**Extracted text:**

+===+

find out what went wrong in your situation.)

> `allout-passphrase-verifier-handling' didn't seem to allow me to use
> my private key.  There's no coding conversion done, so this can lose

it defaults to using symmetric-mode encoding.  describe-key (`C-h k
C-c x') will tell you that a single universal argument (ie, C-u) will
use key-pair encryption, and a doubled universal argument will do the
symmetric-mode encryption but disregard the cache.

> with non-ASCII, potentially also causing data loss, though I don't
> know what's actually done.

this is something i need to understand better.  it's a responsibility
of the pgg routines, but my changes may have left that off.  (if i
recall correctly, the coding conversion that was being done was
flawed, but i don't remember exactly.)

> > as far as i can see, outline.el provides only for navigating
> > outlines.
>
> I don't understand what you mean, and I doubt others will.  Outline at
> least does revealing of hidden items and subtree movement in some
> sense, though I don't know how they actually compare with allout and
> the manual doesn't document everything.  Exactly what behaviour do you
> mean?  Major modes should support Outline minor mode where reasonable,
> and a number do.

the standard outline mode has grown some features since last i
checked.  it didn't have any outline editing features before, only
navigation.  standard outline mode's addition of topic adjustment
(promotion, demotion, shifting) is useful, but
from cursory examination, allout still adds a number of significant
features.  off the top of my head, that includes:

 - topic/subtopic/supertopic creation by key-stroke
 - topic-oriented cut-and-paste across depths: pasting a
   cut topic into an empty topic header at a different depth
   adjusts the depth of the pasted topic, pasted subtopics,
   and pasted siblings
 - alternate topic header "bullets", to visually distinguish topics
 - ... including some programmatically significant bullets, like one that
   causes automatically maintained numbering of sibling topics ('#') or
   topic encryption ('~')
 - transient exposure of hidden search hits during incremental search,
   so they are reconcealed if the search continues past, or properly exposed
   if the search concludes there
 - key-stroke copying of exposed portions of a topic to different formats in
   a separate buffer, eg to indented or sectionally-numbered ("1.1.3.2") or
   latex formatting
 - topic encryption (which i am finding to be a slice-bread caliber feature, but
   it works for me)

+===+

**Exercise data:**
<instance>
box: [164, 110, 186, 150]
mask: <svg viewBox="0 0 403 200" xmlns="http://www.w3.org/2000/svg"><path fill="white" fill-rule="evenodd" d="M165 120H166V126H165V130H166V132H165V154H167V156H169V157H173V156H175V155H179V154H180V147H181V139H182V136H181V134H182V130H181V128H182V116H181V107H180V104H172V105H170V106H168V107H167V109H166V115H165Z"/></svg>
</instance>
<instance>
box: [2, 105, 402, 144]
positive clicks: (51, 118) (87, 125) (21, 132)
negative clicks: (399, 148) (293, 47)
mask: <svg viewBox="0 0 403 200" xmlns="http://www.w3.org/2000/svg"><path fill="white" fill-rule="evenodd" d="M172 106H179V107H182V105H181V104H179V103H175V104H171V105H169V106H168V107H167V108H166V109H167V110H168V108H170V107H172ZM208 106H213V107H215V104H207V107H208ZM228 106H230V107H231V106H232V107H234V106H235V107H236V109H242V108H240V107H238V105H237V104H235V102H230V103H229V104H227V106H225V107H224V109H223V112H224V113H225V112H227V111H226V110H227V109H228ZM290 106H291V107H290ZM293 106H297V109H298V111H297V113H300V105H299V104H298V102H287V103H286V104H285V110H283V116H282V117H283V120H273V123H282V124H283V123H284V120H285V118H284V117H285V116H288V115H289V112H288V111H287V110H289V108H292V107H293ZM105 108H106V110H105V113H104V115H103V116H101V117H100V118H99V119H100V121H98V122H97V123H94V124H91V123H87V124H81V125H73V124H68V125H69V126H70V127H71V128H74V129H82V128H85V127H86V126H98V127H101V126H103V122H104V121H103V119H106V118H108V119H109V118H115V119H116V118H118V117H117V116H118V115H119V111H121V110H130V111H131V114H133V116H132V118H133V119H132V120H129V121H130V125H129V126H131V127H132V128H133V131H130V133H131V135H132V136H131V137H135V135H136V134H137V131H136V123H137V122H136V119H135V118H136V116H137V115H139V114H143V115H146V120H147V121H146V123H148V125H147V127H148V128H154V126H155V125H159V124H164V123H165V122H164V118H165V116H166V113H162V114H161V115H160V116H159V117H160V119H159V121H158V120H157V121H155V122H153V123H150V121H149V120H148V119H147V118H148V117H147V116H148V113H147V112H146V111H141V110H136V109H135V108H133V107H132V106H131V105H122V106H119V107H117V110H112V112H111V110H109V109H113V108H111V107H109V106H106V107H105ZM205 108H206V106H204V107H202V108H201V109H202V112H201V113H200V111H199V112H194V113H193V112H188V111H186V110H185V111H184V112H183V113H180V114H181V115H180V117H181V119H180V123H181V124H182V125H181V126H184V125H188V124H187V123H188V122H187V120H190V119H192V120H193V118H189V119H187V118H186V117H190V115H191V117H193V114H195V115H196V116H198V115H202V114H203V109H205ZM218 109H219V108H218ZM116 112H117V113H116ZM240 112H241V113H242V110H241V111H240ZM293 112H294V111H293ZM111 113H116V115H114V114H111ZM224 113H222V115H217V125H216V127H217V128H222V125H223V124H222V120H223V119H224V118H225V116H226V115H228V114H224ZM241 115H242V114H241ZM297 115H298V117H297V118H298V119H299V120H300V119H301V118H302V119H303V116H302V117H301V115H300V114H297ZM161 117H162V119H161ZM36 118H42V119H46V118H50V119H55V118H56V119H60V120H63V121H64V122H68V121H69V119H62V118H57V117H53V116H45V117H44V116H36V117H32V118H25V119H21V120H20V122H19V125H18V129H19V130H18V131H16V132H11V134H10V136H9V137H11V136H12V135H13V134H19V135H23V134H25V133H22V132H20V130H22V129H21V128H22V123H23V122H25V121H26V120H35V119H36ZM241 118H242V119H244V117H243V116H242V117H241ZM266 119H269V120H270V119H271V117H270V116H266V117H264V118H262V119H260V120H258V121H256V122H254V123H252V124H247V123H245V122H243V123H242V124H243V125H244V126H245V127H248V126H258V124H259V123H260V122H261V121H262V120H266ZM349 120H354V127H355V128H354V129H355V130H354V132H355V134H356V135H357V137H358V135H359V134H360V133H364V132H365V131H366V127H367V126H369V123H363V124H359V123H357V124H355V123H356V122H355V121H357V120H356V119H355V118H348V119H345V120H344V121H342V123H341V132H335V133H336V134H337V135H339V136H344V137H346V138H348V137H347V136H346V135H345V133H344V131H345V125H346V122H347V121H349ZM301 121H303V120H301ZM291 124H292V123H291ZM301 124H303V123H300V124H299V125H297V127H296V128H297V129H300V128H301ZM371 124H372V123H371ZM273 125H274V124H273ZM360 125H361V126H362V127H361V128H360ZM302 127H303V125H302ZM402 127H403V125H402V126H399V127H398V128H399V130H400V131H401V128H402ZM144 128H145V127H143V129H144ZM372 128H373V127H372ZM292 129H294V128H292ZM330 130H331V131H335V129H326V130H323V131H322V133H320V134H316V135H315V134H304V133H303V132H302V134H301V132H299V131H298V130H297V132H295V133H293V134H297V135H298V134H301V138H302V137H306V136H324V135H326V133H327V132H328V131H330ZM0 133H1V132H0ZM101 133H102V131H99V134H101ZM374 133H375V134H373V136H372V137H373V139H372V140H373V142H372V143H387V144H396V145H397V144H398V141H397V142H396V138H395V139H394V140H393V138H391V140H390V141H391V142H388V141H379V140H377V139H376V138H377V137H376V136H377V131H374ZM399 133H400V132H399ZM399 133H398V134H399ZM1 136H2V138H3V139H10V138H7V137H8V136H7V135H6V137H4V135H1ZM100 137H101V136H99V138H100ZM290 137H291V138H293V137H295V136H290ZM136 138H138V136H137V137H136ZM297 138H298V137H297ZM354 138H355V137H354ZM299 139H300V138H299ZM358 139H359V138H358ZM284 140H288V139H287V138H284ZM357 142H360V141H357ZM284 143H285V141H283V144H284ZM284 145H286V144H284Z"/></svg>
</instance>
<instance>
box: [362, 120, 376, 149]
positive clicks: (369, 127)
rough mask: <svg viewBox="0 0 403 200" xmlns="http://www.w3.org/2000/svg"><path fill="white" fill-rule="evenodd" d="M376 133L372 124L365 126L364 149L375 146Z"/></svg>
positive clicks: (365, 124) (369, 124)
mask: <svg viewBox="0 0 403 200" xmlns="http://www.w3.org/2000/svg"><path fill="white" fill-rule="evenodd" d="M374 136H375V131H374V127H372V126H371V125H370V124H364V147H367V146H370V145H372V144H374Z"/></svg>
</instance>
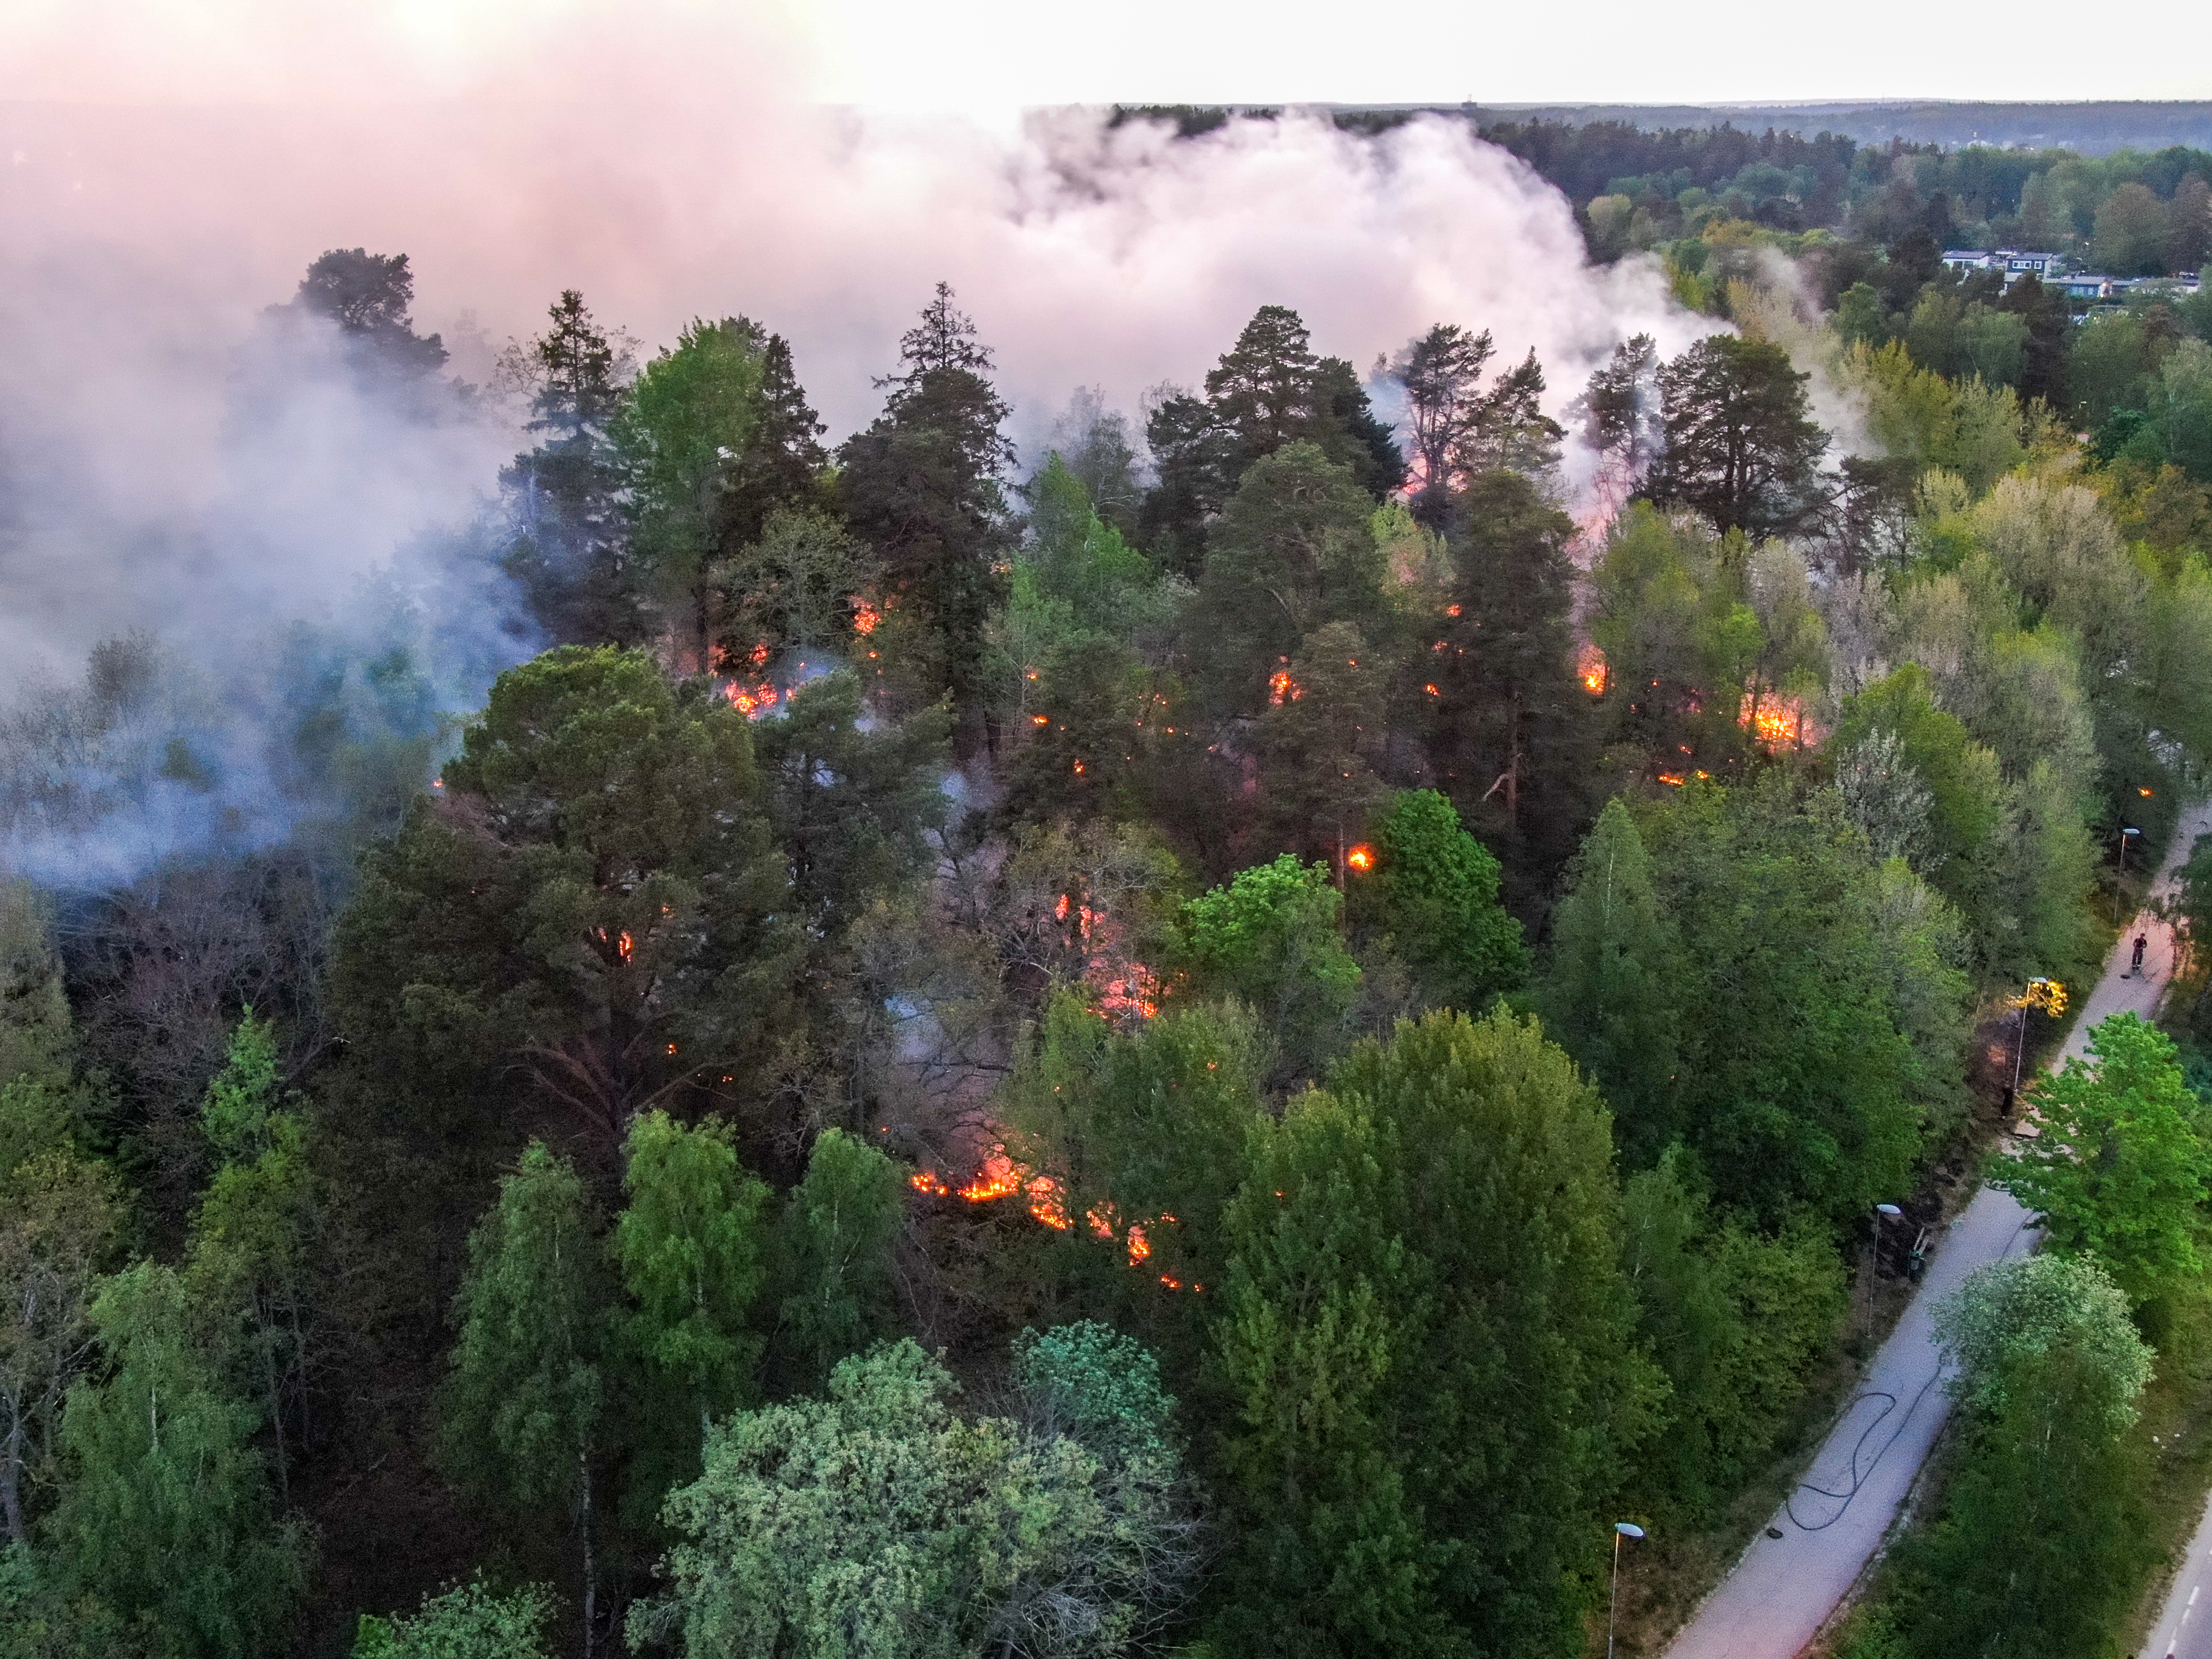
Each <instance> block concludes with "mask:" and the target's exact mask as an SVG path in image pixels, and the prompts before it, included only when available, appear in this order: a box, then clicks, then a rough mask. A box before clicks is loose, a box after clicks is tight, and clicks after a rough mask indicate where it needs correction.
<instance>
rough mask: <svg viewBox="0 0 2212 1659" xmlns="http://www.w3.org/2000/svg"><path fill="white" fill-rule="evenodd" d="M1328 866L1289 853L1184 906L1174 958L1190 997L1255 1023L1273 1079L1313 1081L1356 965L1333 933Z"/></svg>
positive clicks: (1346, 1005)
mask: <svg viewBox="0 0 2212 1659" xmlns="http://www.w3.org/2000/svg"><path fill="white" fill-rule="evenodd" d="M1340 909H1343V896H1340V894H1338V891H1336V887H1334V883H1332V880H1329V867H1327V865H1321V863H1316V865H1301V863H1298V858H1296V856H1294V854H1287V852H1285V854H1283V856H1281V858H1276V860H1274V863H1267V865H1254V867H1252V869H1241V872H1237V876H1234V878H1230V883H1228V887H1214V889H1210V891H1206V894H1199V896H1197V898H1192V900H1188V902H1186V905H1183V909H1181V918H1179V922H1177V945H1175V953H1177V960H1179V967H1181V971H1183V973H1186V975H1188V984H1186V991H1183V993H1188V995H1194V998H1201V1000H1203V998H1221V995H1230V998H1239V1000H1241V1002H1243V1004H1245V1006H1250V1009H1252V1013H1254V1015H1256V1018H1259V1029H1261V1033H1263V1035H1265V1040H1267V1044H1270V1051H1272V1055H1270V1075H1272V1077H1274V1079H1279V1082H1290V1079H1294V1077H1314V1075H1318V1068H1321V1064H1323V1062H1325V1060H1327V1057H1329V1055H1332V1053H1336V1051H1338V1048H1340V1046H1343V1040H1345V1018H1347V1015H1349V1013H1352V1002H1354V998H1356V995H1358V987H1360V967H1358V962H1354V960H1352V953H1349V951H1347V949H1345V942H1343V938H1340V936H1338V929H1336V918H1338V911H1340Z"/></svg>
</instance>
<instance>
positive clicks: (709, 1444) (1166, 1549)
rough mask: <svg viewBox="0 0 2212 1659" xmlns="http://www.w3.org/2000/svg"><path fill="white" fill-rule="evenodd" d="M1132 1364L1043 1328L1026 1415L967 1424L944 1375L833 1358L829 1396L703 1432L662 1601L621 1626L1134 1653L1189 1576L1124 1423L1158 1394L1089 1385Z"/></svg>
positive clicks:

+===+

**Problems to work on:**
#1 Decide whether each statement below agrees with the allout discussion. Answer yes or no and quote the deciding words from the discussion.
(a) A doubled universal argument does symmetric-mode encryption but disregards the cache.
(b) The writer clearly remembers what coding conversion was done before.
(c) The '#' bullet causes a topic to be encrypted.
#2 List every kind of topic adjustment that, according to the allout discussion, standard outline mode has added.
#3 Continue the allout discussion after its final list item.

**Responses:**
#1
(a) Yes: "a doubled universal argument will do the symmetric-mode encryption but disregard the cache."
(b) No: "i don't remember exactly."
(c) No: "causes automatically maintained numbering of sibling topics ('#') or topic encryption ('~')"

#2
- promotion
- demotion
- shifting

#3
> > the reverse is not the case - outline.el cannot handle most common
> > formatted outlines, much less custom ones,
>
> I don't know what that means but, for instance, my Python mode
> supports block-wise outlining with outline-minor-mode and Allout
> doesn't appear to support the outline variables that major modes set.

allout doesn't handle whitespace-delimited outlines.  (i also have an
unreleased minor-mode block-wise outlining package - outdent.el -
which i use for python programming.)  i don't know about the outline
variables that major modes set.  can you tell me about them?

> > outline.el lacks some of allout's navigation features (eg, hotspot
> > navigation),
>
> If I understand correctly, outline.el could easily do that, but I'm
> not convinced I'd want to be prevented from typing a letter into a
> Python block heading.  (outline.el should have had mouse-based tree

allout's hot-spot navigation is active only on the single
outline-header bullet characters - a reasonable analogue could be
somewhere in the leading whitespace on the first line of a block.  it
could be handy.

> manipulation like XEmacs', but as far as I remember it requires
> redisplay changes as for mouse-sensitive marginal icons, which I lost
> interest in pursuing.)
>
> There's clearly at least a documentation problem here if I'm confused
> even after a glance at the code and can't tell what it does for me.

i agree.  there are some provisions of which you might not be aware -
the allout-mode function has substantial documentation, as does the
primary encryption interface, allout-toggle-current-subtree-encryption
(the routine bound to `C-c x', mentioned above).

> Of course allout isn't unique in that, and I don't mean to criticize
> it particularly.  It definitely should address the potential data
> loss, though.

i agree.  can you give me more details, so i can fix it?